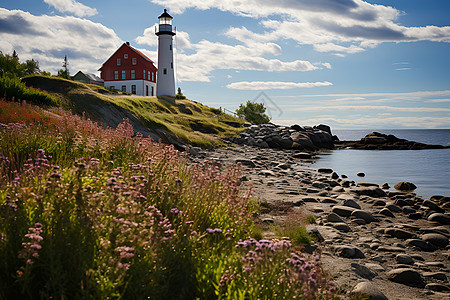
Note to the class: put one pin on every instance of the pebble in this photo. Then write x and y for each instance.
(436, 239)
(334, 218)
(361, 214)
(343, 211)
(351, 203)
(437, 287)
(386, 212)
(440, 218)
(367, 290)
(342, 227)
(404, 259)
(405, 276)
(399, 233)
(348, 251)
(363, 271)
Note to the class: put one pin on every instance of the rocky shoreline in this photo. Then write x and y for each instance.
(374, 243)
(309, 139)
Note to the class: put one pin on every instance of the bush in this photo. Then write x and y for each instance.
(253, 112)
(13, 87)
(87, 212)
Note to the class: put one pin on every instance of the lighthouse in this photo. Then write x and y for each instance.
(165, 83)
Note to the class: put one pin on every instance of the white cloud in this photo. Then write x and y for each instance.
(272, 85)
(72, 7)
(438, 100)
(49, 38)
(340, 27)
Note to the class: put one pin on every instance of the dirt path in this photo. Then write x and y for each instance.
(391, 243)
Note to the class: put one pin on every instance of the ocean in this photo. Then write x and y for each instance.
(429, 170)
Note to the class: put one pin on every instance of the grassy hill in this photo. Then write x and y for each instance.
(172, 120)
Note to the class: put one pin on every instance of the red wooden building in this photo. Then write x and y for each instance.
(129, 70)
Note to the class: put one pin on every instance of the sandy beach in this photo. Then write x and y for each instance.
(390, 245)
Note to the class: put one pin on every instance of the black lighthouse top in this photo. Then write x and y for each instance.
(165, 24)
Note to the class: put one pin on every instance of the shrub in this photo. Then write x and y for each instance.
(253, 112)
(87, 212)
(14, 88)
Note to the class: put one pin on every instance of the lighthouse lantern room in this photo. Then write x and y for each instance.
(165, 84)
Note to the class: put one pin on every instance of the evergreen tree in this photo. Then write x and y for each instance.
(253, 112)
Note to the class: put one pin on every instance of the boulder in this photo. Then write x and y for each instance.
(405, 186)
(436, 239)
(343, 211)
(367, 290)
(361, 214)
(348, 251)
(440, 218)
(405, 276)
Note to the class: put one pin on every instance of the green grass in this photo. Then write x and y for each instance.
(192, 122)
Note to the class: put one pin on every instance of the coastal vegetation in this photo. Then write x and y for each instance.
(253, 112)
(102, 213)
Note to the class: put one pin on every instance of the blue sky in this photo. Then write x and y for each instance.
(345, 63)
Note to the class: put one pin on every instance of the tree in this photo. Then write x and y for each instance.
(64, 72)
(253, 112)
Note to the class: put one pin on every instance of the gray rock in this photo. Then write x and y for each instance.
(436, 239)
(440, 218)
(363, 271)
(422, 245)
(405, 186)
(266, 173)
(386, 212)
(334, 218)
(393, 208)
(431, 205)
(361, 214)
(246, 162)
(371, 191)
(351, 203)
(404, 259)
(343, 211)
(437, 287)
(435, 275)
(342, 227)
(399, 233)
(348, 251)
(405, 276)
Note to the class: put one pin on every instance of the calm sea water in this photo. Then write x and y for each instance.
(429, 170)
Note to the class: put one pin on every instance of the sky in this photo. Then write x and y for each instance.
(350, 64)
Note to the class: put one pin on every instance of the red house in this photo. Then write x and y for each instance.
(129, 70)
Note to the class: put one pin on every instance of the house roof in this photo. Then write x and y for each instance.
(127, 44)
(93, 77)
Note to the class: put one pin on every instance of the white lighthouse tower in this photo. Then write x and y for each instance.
(165, 83)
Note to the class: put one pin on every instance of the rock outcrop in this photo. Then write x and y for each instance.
(380, 141)
(294, 137)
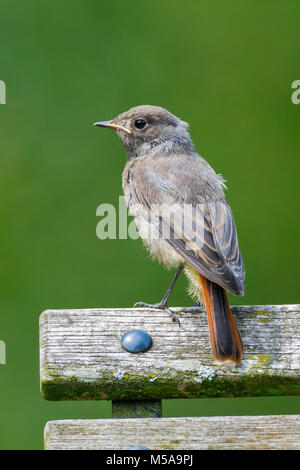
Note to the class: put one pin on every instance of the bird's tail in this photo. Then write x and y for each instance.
(226, 343)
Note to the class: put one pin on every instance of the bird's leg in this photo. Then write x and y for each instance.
(163, 304)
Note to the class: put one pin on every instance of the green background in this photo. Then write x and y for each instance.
(225, 67)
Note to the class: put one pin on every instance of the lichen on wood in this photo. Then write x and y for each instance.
(82, 357)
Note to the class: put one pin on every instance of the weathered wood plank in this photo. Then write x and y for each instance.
(82, 358)
(225, 432)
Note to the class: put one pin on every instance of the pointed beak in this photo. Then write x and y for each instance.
(112, 125)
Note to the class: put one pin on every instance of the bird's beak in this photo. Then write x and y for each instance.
(112, 125)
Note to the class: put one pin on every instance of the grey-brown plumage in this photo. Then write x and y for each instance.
(166, 181)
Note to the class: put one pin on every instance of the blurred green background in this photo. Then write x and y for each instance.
(225, 67)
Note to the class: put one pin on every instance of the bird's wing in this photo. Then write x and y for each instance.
(204, 234)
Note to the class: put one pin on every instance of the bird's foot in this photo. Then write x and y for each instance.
(160, 306)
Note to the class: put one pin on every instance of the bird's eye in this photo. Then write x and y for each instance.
(140, 124)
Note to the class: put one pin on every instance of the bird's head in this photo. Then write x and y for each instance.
(145, 127)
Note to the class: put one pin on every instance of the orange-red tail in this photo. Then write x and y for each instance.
(226, 343)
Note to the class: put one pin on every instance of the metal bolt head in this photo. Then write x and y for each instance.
(136, 341)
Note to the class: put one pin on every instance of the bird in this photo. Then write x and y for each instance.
(182, 217)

WHAT THE EXERCISE ASKS — Quote all of the entries word for word, omitting any pictures.

RESULT OF THIS EXERCISE —
Note to the class: put one pin on every instance of the pebble in this photo. Then write x and y for each instance.
(436, 239)
(334, 218)
(361, 214)
(343, 211)
(351, 203)
(437, 287)
(386, 212)
(440, 218)
(367, 290)
(342, 227)
(404, 259)
(405, 276)
(399, 233)
(348, 251)
(363, 271)
Note to the class: put one pin on every instance of the rocky shoreline in this photo. Then write x and y for each instance.
(374, 243)
(309, 139)
Note to the class: put one pin on every instance of the bush in this photo. Then write x and y for each instance.
(253, 112)
(13, 87)
(87, 212)
Note to the class: put one pin on every instance of the lighthouse in this photo. Then write x and y for each instance.
(165, 83)
Note to the class: put one pin on every instance of the white cloud in this photo. Then write x and y for each instance.
(272, 85)
(72, 7)
(438, 100)
(49, 38)
(340, 27)
Note to the class: put one pin on every instance of the dirt path in this photo. Then write x and y for each instance.
(391, 243)
Note to the class: put one pin on every instance of the ocean in this photo. Then write x and y for each instance.
(429, 170)
Note to the class: put one pin on every instance of the grassy hill in this photo. Then write x and y for each instance.
(172, 120)
Note to the class: put one pin on every instance of the red wooden building in this photo. Then write x and y for each instance.
(129, 70)
Note to the class: put one pin on every instance of the sandy beach in this photo. Then write x and y for each instance.
(390, 245)
Note to the class: put one pin on every instance of the black lighthouse top in this photo. Then write x and y for each instance.
(165, 24)
Note to the class: put one pin on every instance of the shrub in this photo. Then write x and y for each instance.
(253, 112)
(87, 212)
(14, 88)
Note to the class: put one pin on every instance of the lighthouse lantern room in this photo. Then write x and y for each instance.
(165, 84)
Note to the class: put one pin on every instance of the evergreen tree in this photo. Then write x and y for each instance.
(253, 112)
Note to the class: put one pin on every instance of the boulder in this photo. Then write x and y for each instance.
(405, 186)
(436, 239)
(343, 211)
(367, 290)
(361, 214)
(348, 251)
(440, 218)
(405, 276)
Note to the class: put one pin on every instance of the green grass in this photo. Then write x and y for each instance.
(192, 122)
Note to the class: put one pin on every instance of the coastal vegetation in this photo. Then write x and y for each instance.
(253, 112)
(102, 213)
Note to the class: put one pin on every instance of the blue sky in this photo. Then write x and y for each instance.
(345, 63)
Note to the class: put one pin on every instance of the tree in this photo. Then write x and y for each instance.
(64, 72)
(253, 112)
Note to the class: put one pin on every instance of the gray rock in this photo. Then write x and y for each instance.
(436, 239)
(440, 218)
(363, 271)
(422, 245)
(405, 186)
(266, 173)
(386, 212)
(334, 218)
(393, 208)
(431, 205)
(361, 214)
(246, 162)
(371, 191)
(351, 203)
(404, 259)
(343, 211)
(437, 287)
(435, 275)
(342, 227)
(399, 233)
(348, 251)
(405, 276)
Note to the class: put one pin on every instance of the calm sea water in this photo. Then write x and y for each instance.
(429, 170)
Note to the class: put one pin on every instance of the sky in this photo. Then write x and y for each instance.
(350, 64)
Note to the class: put one pin on every instance of the red house in this photo. Then write x and y for each instance.
(129, 70)
Note to the class: put one pin on every instance of the house roof in this photo. Then write x and y for each instance.
(127, 44)
(93, 77)
Note to the class: put one pin on every instance of the white lighthouse tower in this photo. Then write x and y for each instance.
(165, 83)
Note to the class: put one pin on every instance of the rock outcrop in this photo. Then write x and y for each instance.
(380, 141)
(294, 137)
Note to the class: put one pin on every instance of the bird's tail in this photo. Then write x and y for each instance.
(226, 343)
Note to the class: put one pin on every instance of the bird's leg in this photo. Then write x and y for each instance.
(163, 304)
Note to the class: put one pin on every instance of the green background in this photo. Then write x and y for each instance.
(225, 67)
Note to the class: put one pin on every instance of the lichen on wood in this photo. Then write x and y for each instance.
(82, 357)
Note to the class: put one pin on every instance of the weathered wood plank in this photo. Then write x and y for each instance.
(82, 358)
(225, 432)
Note to the class: put one pin on every instance of the pointed beak in this photo. Then write x and y for each instance.
(112, 125)
Note to the class: put one pin on every instance of the bird's beak in this photo. Then write x and y for each instance.
(112, 125)
Note to the class: put one pin on every instance of the grey-brown plumage in this photo. Then write x and y for each instance.
(166, 181)
Note to the class: put one pin on every instance of the blurred green background in this photo. Then write x and y for each instance.
(225, 67)
Note to the class: put one pin on every instance of the bird's wing in this photo. Then write x and y for each instance.
(204, 234)
Note to the class: put one pin on every instance of the bird's foot in this photo. Then write x and y for each instance.
(160, 306)
Note to the class: put one pin on every instance of the bird's eye in this photo. Then write x and y for each instance.
(140, 124)
Note to the class: put one pin on every instance of the bird's head in this photo. Then write x and y for each instance.
(145, 127)
Note to the class: put one pin on every instance of the orange-red tail in this photo. Then write x and y for each instance.
(226, 343)
Note to the class: put one pin on every instance of the metal bolt head in this photo. Then write x and y for each instance.
(136, 341)
Note to the class: put one pin on every instance of the bird in this photo. Then write x and y for each instance.
(182, 217)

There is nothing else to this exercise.